_Consigne_.
Réécris le passage de l'article sur Mère Courage qui commence par « C’était d’abord à » et se poursuit jusqu'à « à nos yeux. » inclus, en remplaçant « fabuleuses » par « inoubliables ».

_Article_.
--
Mère Courage de Brecht

Mère Courage  (Mutter Courage und ihre Kinder) de Bertold Brecht, mise en scène de Claus Peymann

Allez, un peu d’histoire pour éclairer le présent (on ne se refait pas, du Vignal!). La première en France de Mère Courage et ses enfants, joué par le Berliner Ensemble fondé  par Brecht en 1949,  eut lieu en 1954, dans sa mise en scène; déjà exilé (on l’oublie souvent mais il dut rester quinze ans à l’étranger!), il l’écrivit en 39,  quand il était encore en Scandinavie. Et sa pièce fut créée, en son absence, deux ans plus tard au Schauspielhaus de Zurich dans la mise en scène de Leopold Lindtberg, lui aussi en exil!
Les premières représentations  en langue allemande et dans la mise en scène de Brecht eurent donc lieu en France sur la  scène de ce même théâtre à l’italienne Sarah-Bernhardt, devenu Théâtre de la Ville en 1968, et la pièce y fut reprise en 57 avec un grand succès. Et c’est donc pour ce soixantième anniversaire qu’Emmanuel Demarcy-Motta accueille  aujourd’hui cette pièce-culte,  mise en scène par le directeur actuel du Berliner Ensemble, Claus Peymann. C’est la sixième année de collaboration entre les deux grands théâtres…

Hélène Weigel, l’épouse de Brecht, y jouait Anna  Fierling, et notre cher  professeur Bernard Dort nous parlait encore dix ans plus tard avec beaucoup d’émotion dans la voix, de ce spectacle mythique. Comme lui, les plus clairvoyants des critiques de l’époque, comme, entre autres, Roland Barthes,  avaient vite compris que le jeu, le chant mais aussi la mise en scène et la scénographie (un plateau tournant ce qui était plutôt de l’ordre du music-hall en Europe où- idée de génie- mère Courage attelée à sa charrette marchait à contre-sens), les lumières,  comme les songs  de Paul  Dessau, les costumes et la bâche de la roulotte- autre idée de génie- qui vieillissaient au fur et à mesure de la représentation, relevaient d’une sorte de tsunami théâtral…
   En 51, Jean Vilar, alors tout nouveau directeur du T.N.P.,  avait osé, avec un courage exemplaire, monter la pièce d’un auteur haï par le IIIème Reich mais allemand (et donc inconnu ou presque en France: une sorte de censure qui ne disait pas son nom plombait ainsi les plus grands auteurs germaniques) et donc mal vu aux yeux des Français.
C’était d’abord à Suresnes en banlieue parisienne, puis à Chaillot, avec Germaine Montero dans le rôle-titre et Gérard Philipe,dans celui d’Eilif. La mise en scène, influencée par celle de Brecht,  était d’une grande intelligence mais les songs  de Paul Dessau en français mal traduit, ne valaient évidemment pas ceux du Berliner en allemand… Restent des images fabuleuses pour les yeux des adolescents que nous étions, et où le théâtre prenait tout à coup une autre dimension évidemment inconnue à nos yeux.
--
_Jeu de données_.
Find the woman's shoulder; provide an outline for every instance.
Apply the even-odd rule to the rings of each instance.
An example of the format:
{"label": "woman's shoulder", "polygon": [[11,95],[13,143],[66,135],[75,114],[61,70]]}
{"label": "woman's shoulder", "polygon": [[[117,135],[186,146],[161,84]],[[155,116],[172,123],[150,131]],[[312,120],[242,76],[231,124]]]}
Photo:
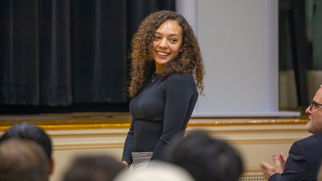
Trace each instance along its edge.
{"label": "woman's shoulder", "polygon": [[180,83],[181,82],[193,82],[194,80],[192,74],[189,72],[182,73],[175,73],[169,75],[166,79],[166,81],[172,83]]}
{"label": "woman's shoulder", "polygon": [[184,72],[182,73],[175,73],[169,75],[167,79],[193,79],[194,77],[192,74],[190,72]]}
--
_Réponse_.
C’était d’abord à Suresnes en banlieue parisienne, puis à Chaillot, avec Germaine Montero dans le rôle-titre et Gérard Philipe,dans celui d’Eilif. La mise en scène, influencée par celle de Brecht,  était d’une grande intelligence mais les songs  de Paul Dessau en français mal traduit, ne valaient évidemment pas ceux du Berliner en allemand… Restent des images inoubliables pour les yeux des adolescents que nous étions, et où le théâtre prenait tout à coup une autre dimension évidemment inconnue à nos yeux.